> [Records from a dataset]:
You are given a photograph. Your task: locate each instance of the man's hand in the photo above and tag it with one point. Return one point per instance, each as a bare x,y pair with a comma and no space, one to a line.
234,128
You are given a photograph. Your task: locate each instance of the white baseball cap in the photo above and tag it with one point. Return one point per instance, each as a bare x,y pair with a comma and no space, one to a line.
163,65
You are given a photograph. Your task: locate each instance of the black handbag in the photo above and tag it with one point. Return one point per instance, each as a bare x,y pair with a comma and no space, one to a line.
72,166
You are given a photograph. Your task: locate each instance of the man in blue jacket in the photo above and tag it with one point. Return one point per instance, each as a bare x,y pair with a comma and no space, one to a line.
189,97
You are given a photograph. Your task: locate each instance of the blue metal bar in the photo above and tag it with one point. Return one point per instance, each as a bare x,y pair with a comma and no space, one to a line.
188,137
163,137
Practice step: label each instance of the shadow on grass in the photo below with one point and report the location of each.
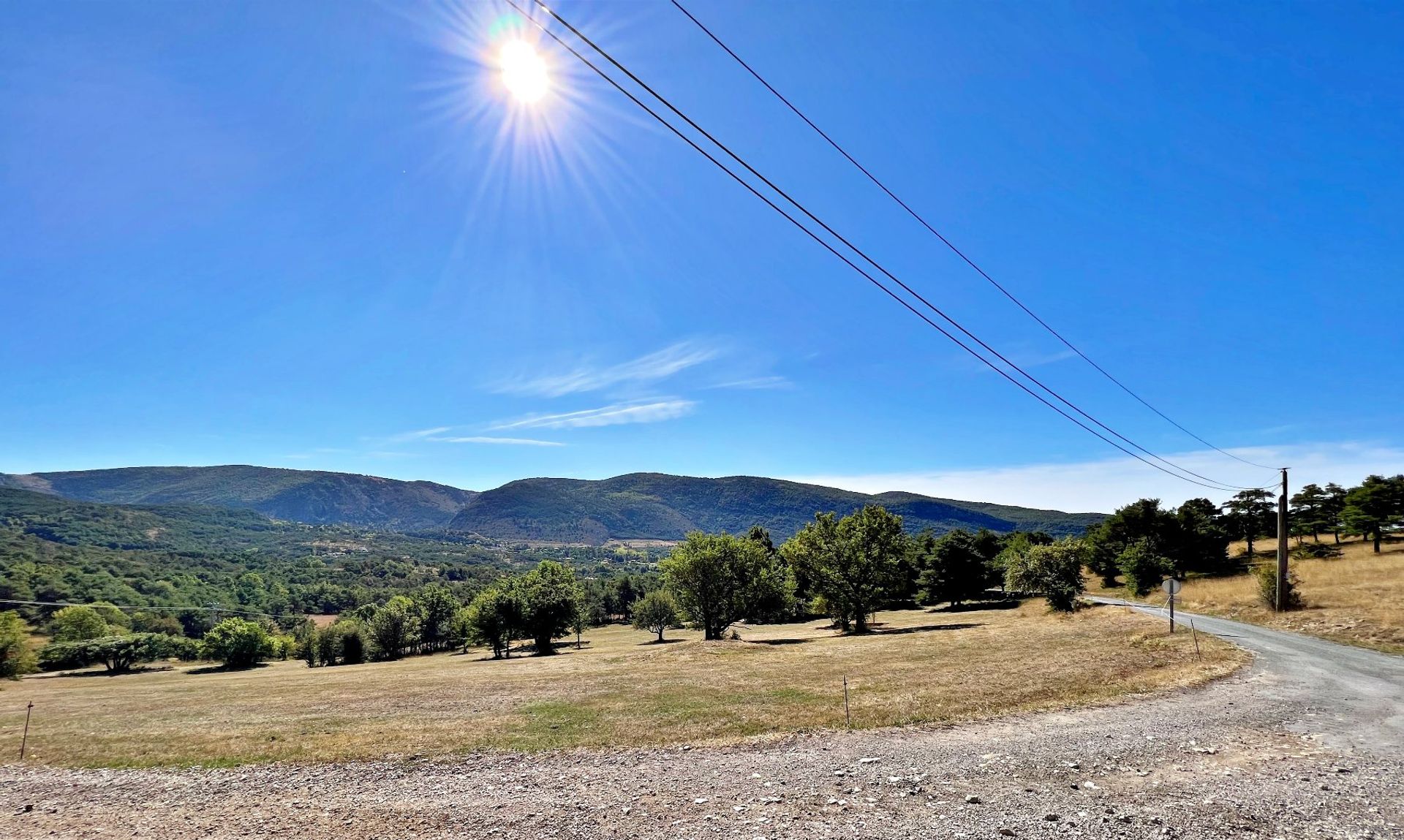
(899, 631)
(219, 669)
(103, 673)
(979, 606)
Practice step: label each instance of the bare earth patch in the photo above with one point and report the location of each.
(618, 690)
(1356, 599)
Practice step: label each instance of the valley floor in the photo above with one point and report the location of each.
(619, 689)
(1307, 742)
(1231, 760)
(1356, 599)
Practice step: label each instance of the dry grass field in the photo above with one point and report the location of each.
(1356, 599)
(619, 690)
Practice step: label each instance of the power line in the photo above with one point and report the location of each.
(214, 608)
(1213, 485)
(949, 245)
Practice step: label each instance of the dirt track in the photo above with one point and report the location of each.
(1305, 743)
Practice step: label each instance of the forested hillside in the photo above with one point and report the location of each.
(295, 495)
(654, 506)
(636, 506)
(58, 550)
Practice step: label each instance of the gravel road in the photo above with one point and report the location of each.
(1303, 743)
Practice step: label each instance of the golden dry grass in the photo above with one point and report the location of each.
(1356, 599)
(618, 690)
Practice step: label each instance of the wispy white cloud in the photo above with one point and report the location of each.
(506, 442)
(406, 437)
(646, 368)
(615, 415)
(757, 384)
(1106, 485)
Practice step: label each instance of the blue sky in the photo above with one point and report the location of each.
(320, 235)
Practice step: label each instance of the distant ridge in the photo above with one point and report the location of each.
(635, 506)
(297, 495)
(656, 506)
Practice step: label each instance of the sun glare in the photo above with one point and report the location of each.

> [EXERCISE]: Print out every record above exactly as given. Do not include the pictures.

> [OUTPUT FOR THIS EXERCISE]:
You are given a photograph. Your task: locate each instance of the man's hand in the photo above and tag it with one point. Return one point per instance, each as a bare x,y pair with a comma and no space, one to a line.
234,128
You are given a photograph. Your task: locate each instance of the white baseball cap in the photo above and tag it with one point. Return one point per instance, each as a bare x,y pair with a comma and no space, one to a line.
163,65
You are given a photograph. Your task: locate each instance of the black handbag in the photo above and tag it with one point. Return one point per instance, each as a bare x,y pair with a comma and no space, one to a line.
72,166
You are given a photograph. Your task: locate each instance of the man in blue jacket in the photo above and tag it with one point. Return one point per instance, each as a bare x,y pair with a comma and no space, one to a line.
189,97
You are given a photograph. Your task: locate each instance of the blue metal bar in the photo above and tag it with one point. Return one point per instance, each as a bare x,y pair with a comma and no space, one to a line.
188,137
163,137
Practice step: label each instance of the shadow on grass in the photo below with one point and report the location of each.
(899, 631)
(219, 669)
(103, 673)
(979, 606)
Practice step: label each instance of the bare earth patch in the photo above with one point and report the location of each.
(618, 690)
(1356, 599)
Practice step: label each instance of the valley floor in the photo above with one point and report the location of each.
(619, 689)
(1307, 742)
(1231, 760)
(1356, 599)
Practice step: label each instance of the dry grass field in the photo above with one point and report the location of each.
(1356, 599)
(619, 690)
Practice step: label each instance of the power line in the photo above with one point and report the location of each.
(214, 608)
(1213, 485)
(949, 245)
Practice step: label each instance of the dirt track in the photo above with one point and report the location of each.
(1305, 743)
Practice step: label each instance of the forested hillside in the photo above with one point and report the location of each.
(295, 495)
(654, 506)
(636, 506)
(58, 550)
Practice step: label each instance of the gravel road in the photo above with one point and report the location of each.
(1303, 743)
Practice step: label each instance of the golden dry grass in the photo above with one point and report the location of each.
(1356, 599)
(618, 690)
Practice step: label each instance of the wispy white cloud in the photo above with one point and report the location of each.
(506, 442)
(406, 437)
(646, 368)
(615, 415)
(757, 384)
(1106, 485)
Practice step: label each instance of the blue sky in the photo above with one point and report the location of each.
(320, 235)
Practice step: label each instance of the distant ridge in the photo above with one point and report the location of each.
(635, 506)
(297, 495)
(656, 506)
Practice step: label each instance of the sun glare in the photo above with one point and report the location of each.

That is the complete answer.